EXERCISE TASK
How many lines in the rows below contain the string "running", matching case exactly? Reply with the number alone.

SUPPLIED MATERIAL
** begin **
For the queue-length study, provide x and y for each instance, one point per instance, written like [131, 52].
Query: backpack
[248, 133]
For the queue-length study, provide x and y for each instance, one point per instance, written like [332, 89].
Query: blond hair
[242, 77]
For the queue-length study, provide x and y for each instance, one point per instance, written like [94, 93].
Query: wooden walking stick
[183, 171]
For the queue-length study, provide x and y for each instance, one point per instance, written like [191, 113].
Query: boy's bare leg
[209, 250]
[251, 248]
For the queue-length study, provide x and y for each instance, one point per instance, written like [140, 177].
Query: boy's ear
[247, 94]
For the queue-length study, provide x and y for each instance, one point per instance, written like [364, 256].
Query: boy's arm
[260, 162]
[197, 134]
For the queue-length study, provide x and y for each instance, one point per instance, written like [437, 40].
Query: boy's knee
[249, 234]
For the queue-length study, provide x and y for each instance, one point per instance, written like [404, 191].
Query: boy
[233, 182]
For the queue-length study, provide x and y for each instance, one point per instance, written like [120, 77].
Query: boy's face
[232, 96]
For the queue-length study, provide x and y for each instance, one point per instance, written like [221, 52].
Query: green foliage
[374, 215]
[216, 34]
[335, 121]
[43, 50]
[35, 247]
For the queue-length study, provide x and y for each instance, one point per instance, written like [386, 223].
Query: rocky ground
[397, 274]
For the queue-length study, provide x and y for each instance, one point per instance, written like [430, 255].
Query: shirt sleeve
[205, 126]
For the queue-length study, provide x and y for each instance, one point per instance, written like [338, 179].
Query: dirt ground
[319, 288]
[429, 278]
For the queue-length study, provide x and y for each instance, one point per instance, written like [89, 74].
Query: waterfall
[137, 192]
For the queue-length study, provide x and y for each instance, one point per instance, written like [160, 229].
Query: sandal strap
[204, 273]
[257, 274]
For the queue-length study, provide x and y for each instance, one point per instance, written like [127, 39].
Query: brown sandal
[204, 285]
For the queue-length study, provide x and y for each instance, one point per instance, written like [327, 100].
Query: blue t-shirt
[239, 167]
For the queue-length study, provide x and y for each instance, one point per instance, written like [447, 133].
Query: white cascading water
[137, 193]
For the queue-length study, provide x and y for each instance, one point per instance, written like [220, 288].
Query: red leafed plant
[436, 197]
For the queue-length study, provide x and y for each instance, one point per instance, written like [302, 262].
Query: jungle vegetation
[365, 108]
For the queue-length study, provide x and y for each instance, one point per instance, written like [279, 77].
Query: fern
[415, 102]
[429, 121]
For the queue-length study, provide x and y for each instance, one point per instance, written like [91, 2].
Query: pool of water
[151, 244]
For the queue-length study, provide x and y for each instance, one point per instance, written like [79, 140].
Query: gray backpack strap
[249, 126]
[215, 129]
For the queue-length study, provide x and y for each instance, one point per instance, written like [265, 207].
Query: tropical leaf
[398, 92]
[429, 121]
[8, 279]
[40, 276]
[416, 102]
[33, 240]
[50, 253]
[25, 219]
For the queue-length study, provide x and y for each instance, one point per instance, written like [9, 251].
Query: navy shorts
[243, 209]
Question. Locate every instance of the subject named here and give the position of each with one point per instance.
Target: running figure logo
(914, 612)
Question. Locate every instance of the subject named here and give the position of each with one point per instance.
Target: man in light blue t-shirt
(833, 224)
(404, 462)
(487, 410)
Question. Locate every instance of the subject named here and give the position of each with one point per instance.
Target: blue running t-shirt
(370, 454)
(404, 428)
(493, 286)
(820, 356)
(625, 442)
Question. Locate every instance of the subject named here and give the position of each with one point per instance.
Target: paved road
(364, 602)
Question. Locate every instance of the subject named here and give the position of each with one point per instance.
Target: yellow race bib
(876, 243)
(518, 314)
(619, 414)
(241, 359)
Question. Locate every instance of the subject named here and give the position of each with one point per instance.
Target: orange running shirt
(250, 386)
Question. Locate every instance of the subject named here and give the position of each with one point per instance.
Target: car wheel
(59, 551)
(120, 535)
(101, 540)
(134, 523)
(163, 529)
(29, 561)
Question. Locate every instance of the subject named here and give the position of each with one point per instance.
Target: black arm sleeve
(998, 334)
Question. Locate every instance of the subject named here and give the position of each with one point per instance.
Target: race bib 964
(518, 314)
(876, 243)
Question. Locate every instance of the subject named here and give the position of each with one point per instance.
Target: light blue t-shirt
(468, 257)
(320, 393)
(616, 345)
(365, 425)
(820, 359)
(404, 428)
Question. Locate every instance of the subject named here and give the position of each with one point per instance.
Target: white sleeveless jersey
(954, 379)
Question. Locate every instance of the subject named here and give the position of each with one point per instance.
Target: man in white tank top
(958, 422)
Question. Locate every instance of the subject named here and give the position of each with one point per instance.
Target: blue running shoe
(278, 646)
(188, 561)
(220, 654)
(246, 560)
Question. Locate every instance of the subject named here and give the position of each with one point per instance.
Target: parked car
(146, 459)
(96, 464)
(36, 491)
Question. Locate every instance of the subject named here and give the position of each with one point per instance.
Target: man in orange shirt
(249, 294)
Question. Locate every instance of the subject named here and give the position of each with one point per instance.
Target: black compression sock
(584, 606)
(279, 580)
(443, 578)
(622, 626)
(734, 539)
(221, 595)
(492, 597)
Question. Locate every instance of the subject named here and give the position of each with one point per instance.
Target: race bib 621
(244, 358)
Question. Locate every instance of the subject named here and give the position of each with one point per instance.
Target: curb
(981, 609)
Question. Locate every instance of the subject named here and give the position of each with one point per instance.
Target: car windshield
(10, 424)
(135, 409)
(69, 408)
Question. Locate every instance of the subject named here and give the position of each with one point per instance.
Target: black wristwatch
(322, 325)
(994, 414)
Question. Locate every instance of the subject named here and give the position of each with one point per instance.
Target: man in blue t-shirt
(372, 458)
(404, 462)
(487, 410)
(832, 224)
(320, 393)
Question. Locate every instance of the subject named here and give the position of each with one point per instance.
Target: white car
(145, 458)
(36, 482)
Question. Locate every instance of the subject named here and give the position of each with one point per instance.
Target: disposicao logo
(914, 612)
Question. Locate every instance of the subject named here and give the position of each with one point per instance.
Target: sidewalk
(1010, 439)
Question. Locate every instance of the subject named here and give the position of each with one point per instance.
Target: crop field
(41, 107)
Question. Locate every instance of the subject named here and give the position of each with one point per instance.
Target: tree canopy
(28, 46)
** end **
RESPONSE TO THIS EXERCISE
4